必要な作業 → このあとに示す、ツミハの一族と大神神社にまつわる語句解説を、最後の項目の次から続けること。

本文の抜粋 →
═══

またツミハの先祖であり、初代のコトシロヌシのクシヒコが “ヱミス” と呼ばれたことにも
関連付けていると考えられます。


■孫のクシネ (まごのくしね)
クシミカタマの子で、ツミハの孫である アタツクシネ(斎名タタヒコ) の略です。

            ┌オオタ(12男)──ミラ姫
 クシヒコ───コモリ │         ├────アタツクシネ
         ├──┴ツミハ(次男)┬クシミカタマ
 スヱツミ─イクタマヨリ姫      ├クシナシ
                   └タタライスズ姫


■県主 (あがたぬし)
この場合は 「ミモロ山の大神神社を管轄する県の主」 を言うと考えられますが、
この当時、それは “何県” と呼ばれたかについては定かではありません。
後世の延喜式人名帳では、大神神社 は 城上郡 に属していますが、
それ以前は 久米御県(くめのみあがた) だったのかもしれません。 ▶御県

 久米御県神社 (くめのみあがたじんじゃ)
 大和国高市郡。奈良県橿原市久米町786。
 現在の祭神:高皇産霊神、大来目命、天櫛根命
 <筆者注> 天櫛根命はアタツクシネではないかと思います。


■十月の二十日 (めのふそか)
陰暦10月は メツキ、カミナツキ などといいますが、
“メ”、“カンナ” と略す場合が多いです。


■オオミハ・オオミワ・ヲオミワ (▽皇見張・大三輪・大神)
オオ(皇)+ミハ/ミワ(▽見張) で、ミハ/ミワ(▽見張) は ミモロ(▽見守) の換言です。
オオミハは 「皇の守り」 という意で、これは ヲヲコ(皇籠)オオモノヌシ の換言です。

 ★ミハ・ミワ (▽見張・三輪・神)
 ミハリ(見張り)の略で、「見張り・見守り・番」 などの意です。


■神並み・神名備 (かんなみ・かんなび)
「神がまとう所・神が鎮まる所・神の社」 をいいます。
カン(神)+ナミ(並み) で、ナミは ナム(並む・▽和む)の名詞形。
「合い・寄り・まとい・連なり」 などを意味します。

 大神神社 (おおみわじんじゃ)
 大和国城上郡。奈良県桜井市三輪1422。
 現在の祭神:大物主大神

 これまでにミモロ山(=三輪山)には、クシヒコが入った辞洞や、オオナムチが
 我が先霊を纏った社がありますが、改めて社殿を建ててオオモノヌシの神霊を纏り、
 そこにコトシロヌシのツミハの神霊も合せて纏ったということだと思います。


■神寄りに (かんよりに)
「神によりて・神にあやかって・神にちなんで」 などの意です。

═══

提供された行 →
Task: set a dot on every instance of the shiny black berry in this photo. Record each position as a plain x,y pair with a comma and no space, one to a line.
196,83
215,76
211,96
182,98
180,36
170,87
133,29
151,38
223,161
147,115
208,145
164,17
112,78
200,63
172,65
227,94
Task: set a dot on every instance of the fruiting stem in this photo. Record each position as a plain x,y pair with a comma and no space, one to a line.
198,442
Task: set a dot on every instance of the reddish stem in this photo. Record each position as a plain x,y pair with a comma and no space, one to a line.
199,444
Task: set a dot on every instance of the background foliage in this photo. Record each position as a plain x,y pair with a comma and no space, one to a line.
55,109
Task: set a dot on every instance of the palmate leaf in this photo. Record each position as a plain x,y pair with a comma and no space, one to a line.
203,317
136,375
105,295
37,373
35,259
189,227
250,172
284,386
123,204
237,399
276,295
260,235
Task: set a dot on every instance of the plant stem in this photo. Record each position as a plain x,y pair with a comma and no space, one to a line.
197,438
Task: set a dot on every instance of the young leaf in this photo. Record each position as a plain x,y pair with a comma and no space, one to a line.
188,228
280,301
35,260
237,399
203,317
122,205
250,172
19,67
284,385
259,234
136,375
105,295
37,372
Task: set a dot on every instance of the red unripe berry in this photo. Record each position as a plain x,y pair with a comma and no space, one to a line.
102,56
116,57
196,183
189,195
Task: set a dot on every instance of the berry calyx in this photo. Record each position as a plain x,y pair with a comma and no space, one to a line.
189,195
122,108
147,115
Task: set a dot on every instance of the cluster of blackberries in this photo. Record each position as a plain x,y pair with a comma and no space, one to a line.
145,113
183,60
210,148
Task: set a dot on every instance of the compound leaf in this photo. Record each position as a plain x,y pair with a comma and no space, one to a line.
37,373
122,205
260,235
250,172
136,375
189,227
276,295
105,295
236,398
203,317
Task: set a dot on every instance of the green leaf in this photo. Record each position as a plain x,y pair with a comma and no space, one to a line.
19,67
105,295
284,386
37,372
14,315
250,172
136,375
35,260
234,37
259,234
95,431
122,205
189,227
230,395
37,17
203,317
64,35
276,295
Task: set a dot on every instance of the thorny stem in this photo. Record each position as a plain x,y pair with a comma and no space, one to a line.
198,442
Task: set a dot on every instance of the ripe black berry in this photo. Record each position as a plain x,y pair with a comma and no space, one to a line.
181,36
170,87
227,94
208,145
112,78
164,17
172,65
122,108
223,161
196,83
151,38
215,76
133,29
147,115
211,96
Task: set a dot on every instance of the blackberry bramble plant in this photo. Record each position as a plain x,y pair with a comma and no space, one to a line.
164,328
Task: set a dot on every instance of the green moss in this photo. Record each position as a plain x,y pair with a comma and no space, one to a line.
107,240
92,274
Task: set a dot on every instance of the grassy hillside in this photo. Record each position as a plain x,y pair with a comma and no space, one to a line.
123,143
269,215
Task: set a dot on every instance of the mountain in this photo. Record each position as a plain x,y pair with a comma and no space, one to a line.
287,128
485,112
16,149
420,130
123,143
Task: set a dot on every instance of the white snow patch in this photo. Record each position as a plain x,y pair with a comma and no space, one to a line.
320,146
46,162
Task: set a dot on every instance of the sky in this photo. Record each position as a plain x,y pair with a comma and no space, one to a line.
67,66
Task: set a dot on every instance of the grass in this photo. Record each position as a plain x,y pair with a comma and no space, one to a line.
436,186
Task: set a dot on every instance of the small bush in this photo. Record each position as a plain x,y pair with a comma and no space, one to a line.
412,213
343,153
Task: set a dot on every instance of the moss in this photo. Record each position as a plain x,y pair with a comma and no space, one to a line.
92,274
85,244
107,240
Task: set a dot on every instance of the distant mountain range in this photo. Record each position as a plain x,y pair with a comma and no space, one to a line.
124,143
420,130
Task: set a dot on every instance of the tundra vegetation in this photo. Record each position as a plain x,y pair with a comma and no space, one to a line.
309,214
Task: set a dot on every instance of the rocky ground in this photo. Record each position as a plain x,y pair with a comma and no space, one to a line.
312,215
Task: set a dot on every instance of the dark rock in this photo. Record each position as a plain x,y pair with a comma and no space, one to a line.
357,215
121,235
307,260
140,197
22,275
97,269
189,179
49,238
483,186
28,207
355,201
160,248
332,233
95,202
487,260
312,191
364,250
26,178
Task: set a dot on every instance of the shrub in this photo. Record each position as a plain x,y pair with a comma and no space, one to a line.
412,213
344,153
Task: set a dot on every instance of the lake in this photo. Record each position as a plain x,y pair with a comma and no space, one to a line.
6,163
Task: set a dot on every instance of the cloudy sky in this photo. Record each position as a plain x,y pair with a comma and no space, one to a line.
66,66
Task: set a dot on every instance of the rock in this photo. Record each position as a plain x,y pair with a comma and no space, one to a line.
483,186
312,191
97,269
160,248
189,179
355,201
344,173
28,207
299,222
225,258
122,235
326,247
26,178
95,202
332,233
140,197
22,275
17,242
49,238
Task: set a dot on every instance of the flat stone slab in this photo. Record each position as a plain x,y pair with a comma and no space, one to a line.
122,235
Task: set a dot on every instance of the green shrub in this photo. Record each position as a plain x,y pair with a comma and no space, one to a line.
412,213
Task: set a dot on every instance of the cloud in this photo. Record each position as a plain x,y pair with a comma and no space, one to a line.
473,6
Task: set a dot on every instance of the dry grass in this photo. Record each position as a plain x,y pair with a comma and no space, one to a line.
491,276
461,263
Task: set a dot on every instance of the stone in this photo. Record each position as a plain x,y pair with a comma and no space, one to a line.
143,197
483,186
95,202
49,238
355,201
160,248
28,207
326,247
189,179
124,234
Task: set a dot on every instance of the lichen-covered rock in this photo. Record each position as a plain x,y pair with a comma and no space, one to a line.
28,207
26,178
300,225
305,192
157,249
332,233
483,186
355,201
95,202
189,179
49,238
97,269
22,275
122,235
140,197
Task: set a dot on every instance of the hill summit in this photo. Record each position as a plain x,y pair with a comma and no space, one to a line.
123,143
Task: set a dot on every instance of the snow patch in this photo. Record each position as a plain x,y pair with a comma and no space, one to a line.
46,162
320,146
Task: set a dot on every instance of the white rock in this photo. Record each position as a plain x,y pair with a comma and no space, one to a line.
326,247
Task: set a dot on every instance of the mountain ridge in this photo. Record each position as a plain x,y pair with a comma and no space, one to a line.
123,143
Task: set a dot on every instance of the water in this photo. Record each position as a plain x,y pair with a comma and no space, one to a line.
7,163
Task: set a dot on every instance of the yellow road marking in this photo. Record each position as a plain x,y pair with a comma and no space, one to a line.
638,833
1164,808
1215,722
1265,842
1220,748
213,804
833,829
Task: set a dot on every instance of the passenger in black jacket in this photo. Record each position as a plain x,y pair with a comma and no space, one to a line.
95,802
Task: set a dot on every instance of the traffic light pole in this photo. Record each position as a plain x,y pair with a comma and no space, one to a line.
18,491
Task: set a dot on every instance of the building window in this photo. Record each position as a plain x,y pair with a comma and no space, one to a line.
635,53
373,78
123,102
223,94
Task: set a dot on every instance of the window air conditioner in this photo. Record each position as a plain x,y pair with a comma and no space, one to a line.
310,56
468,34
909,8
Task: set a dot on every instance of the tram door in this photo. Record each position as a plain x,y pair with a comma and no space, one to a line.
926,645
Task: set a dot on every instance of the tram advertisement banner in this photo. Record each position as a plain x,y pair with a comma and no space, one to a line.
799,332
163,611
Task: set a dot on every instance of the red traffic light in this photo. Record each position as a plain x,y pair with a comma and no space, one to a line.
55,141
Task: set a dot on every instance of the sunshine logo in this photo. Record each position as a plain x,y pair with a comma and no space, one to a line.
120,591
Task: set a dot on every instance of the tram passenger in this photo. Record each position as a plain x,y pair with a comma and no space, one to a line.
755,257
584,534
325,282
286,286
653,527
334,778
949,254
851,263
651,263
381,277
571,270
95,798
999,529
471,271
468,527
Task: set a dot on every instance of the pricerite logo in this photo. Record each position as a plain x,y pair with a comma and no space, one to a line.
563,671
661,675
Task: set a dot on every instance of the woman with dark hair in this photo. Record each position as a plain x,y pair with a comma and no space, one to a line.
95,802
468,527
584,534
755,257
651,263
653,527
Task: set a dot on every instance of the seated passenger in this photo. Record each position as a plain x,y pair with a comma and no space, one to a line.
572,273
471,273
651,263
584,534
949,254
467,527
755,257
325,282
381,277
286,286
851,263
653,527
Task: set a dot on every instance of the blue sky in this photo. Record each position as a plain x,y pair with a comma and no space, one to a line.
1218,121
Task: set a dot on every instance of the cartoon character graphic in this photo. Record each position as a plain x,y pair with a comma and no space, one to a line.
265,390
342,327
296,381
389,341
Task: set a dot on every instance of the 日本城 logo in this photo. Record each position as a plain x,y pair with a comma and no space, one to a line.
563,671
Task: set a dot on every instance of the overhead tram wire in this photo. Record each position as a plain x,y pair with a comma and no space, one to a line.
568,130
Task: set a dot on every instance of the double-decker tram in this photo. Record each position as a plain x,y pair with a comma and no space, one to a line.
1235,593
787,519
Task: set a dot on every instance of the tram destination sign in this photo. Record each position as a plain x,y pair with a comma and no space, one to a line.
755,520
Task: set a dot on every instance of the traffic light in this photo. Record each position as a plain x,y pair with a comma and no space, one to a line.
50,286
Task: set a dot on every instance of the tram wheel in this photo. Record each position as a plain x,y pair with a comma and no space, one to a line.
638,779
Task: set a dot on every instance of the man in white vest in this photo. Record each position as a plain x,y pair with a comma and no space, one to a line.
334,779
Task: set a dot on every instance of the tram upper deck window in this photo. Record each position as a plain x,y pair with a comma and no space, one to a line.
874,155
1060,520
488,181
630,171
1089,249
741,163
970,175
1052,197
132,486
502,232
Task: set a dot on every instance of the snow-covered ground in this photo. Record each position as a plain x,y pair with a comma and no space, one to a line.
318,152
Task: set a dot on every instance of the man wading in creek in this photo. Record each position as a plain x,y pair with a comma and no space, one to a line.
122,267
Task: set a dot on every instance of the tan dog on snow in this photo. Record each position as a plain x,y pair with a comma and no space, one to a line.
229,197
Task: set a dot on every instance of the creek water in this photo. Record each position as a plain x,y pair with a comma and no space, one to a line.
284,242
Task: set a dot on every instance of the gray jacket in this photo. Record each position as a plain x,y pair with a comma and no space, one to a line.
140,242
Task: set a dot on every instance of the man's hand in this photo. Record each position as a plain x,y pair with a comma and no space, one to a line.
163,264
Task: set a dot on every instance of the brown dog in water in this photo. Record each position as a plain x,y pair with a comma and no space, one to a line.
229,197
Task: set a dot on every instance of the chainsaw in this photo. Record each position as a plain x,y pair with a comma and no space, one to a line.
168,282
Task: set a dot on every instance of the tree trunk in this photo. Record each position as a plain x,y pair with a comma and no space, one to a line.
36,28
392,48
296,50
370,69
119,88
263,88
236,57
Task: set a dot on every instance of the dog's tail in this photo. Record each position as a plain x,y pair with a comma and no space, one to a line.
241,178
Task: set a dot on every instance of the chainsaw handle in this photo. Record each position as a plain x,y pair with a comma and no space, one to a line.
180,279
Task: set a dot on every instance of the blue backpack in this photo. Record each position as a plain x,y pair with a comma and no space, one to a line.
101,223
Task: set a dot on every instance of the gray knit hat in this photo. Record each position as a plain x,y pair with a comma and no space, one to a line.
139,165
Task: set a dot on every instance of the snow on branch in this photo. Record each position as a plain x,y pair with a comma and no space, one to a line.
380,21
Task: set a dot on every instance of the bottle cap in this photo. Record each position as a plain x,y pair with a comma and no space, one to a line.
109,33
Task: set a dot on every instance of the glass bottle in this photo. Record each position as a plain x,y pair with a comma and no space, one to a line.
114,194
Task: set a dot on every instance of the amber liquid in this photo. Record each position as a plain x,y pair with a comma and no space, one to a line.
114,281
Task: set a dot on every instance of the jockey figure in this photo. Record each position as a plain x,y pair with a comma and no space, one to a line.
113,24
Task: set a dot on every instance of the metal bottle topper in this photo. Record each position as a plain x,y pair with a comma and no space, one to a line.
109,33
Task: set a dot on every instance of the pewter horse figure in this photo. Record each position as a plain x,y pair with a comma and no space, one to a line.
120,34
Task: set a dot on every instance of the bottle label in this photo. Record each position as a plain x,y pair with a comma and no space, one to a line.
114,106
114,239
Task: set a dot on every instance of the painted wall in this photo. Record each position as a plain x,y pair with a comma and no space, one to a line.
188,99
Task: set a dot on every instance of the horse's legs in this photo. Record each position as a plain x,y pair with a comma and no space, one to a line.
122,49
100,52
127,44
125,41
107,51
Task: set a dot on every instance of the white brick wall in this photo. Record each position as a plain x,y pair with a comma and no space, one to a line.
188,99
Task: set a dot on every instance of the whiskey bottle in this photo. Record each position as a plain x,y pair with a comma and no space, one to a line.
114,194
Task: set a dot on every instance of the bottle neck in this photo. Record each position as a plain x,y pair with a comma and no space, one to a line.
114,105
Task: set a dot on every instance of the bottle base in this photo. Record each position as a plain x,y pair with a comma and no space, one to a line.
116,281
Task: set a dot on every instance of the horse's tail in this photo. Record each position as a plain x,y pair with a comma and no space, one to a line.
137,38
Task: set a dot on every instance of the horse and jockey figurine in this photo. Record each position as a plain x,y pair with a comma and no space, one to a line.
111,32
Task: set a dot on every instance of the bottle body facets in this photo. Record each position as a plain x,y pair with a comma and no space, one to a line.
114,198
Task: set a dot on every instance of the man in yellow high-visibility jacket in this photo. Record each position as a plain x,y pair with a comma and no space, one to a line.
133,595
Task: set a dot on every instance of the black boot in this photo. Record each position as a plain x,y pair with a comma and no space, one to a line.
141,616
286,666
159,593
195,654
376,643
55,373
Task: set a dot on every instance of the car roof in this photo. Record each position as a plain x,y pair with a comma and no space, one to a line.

═══

作業への回答 →
■神山下斎われ彦 (かんやまといはわれひこ)
「神の山の下を都とする、オオモノヌシ神に祝福される司」 という意と考えます。 ▶彦
イハフ(斎ふ・祝ふ) は この場合は 「大切にする・かしずき守る・祝福する」 という意です。
記紀には カンヤマトイワレヒコ(神倭伊波礼毘古/神日本磐余彦) と記されます。

 ★神山 (かんやま)
 「オオモノヌシ神の坐す山」 の意で、ミモロ山/ミワ山アオカキ山タカクラ山 の換言です。


■天君 (あまきみ)
この時代には アマキミ(天君) の本来の意味は失われ、アマツキミ(和つ君) の換言となっています。
天の皇君(あまのすべらきみ)、天皇(あますべらぎ)とも呼ばれ、後世には 天皇(てんのう) です。


■サナト
サナトは干支の58番目の年で、これは 「上鈴58年」 に当ります。 ▶上鈴

 先帝の 御祖天君(=ウガヤフキアワセズ) の帰天が 上鈴20年ネシトで、
 この時タケヒトは15歳ですから、52歳での即位です。
 東征に出発したのは上鈴51年キミヱでした。


■橿原宮 (かしはらみや)
「橿原宮を都とする朝廷/政府」 を意味します。 ▶カシハラ
この宮の発足により、テルヒコを祖とする アスカ/カグヤマの宮 (朝廷/政府) は終焉し、
ニニキネを祖とする中央政府に吸収されます。

 
■初年 (はつとし)・初の年 (はつのとし) ■初暦 (はつこよみ)
「開始の年・最初の年・元年」 の意で、初暦(はつこよみ)ともいいます。


御代 (みよ)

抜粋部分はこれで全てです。